Dolly Parton tells Brene Brown, “I try to find that little God light in everybody, and I know that it is in there, some people let it shine more than others. A lot of people don’t even know they have it, unless somebody can, with enough love or reaching out, kinda help shine it up a little bit. And even if your pilot light is going out, that can be ignited too. You can kinda get that back, and if you got enough of somebody caring.” How does Dolly’s perspective mesh with the idea of being responsible to what is true? How do you mesh this with Ephesians 2:10? How is this integrity? 

Let’s discuss this in the Circle…

We asked you to watch the Ted Talk entitled Theranos, Whistleblowing and Speaking Truth to Power.

- _What you need to do_:
In the Dolly Parton excerpt, what does she say can bring back a person's pilot light when it is going out? Answer in one to three sentences. The records have nothing to do with this.

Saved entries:
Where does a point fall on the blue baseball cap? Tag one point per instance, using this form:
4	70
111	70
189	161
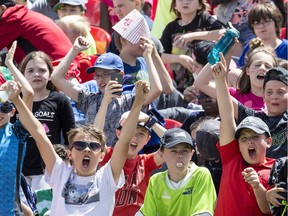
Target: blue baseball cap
108	61
70	2
174	137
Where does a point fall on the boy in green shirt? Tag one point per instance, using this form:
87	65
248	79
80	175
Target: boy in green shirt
185	188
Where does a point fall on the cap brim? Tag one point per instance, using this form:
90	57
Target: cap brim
92	69
255	129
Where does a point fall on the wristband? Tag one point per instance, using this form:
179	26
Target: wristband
152	120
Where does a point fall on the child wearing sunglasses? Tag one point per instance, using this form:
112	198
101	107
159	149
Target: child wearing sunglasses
80	189
12	151
138	167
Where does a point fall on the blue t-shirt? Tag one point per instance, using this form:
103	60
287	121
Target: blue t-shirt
281	52
12	151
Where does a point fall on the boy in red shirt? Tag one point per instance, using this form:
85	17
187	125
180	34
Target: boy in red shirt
245	168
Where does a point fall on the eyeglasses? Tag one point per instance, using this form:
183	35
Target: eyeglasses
6	107
263	23
81	145
103	75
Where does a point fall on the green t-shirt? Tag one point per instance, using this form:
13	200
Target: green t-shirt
195	194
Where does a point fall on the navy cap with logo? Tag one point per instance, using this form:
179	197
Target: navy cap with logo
276	73
70	2
140	124
108	61
176	136
252	123
207	137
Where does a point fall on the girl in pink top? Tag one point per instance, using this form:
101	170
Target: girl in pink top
259	60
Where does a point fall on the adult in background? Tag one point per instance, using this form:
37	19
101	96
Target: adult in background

- _Solution to this task_:
She says a pilot light that is going out can be ignited again, and a person can get it back if they have enough of somebody caring. She also says that love or reaching out from someone can help shine up the light in people who don't know they have it.